■ Task prompt
Reproduce the following lines word for word, without any changes.

----------

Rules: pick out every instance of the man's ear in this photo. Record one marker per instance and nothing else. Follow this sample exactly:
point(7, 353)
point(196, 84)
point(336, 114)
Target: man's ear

----------

■ Output below
Rules: pick out every instance of the man's ear in this photo. Record one marker per instance and nothing else. Follow this sample exactly:
point(7, 353)
point(196, 84)
point(336, 114)
Target: man's ear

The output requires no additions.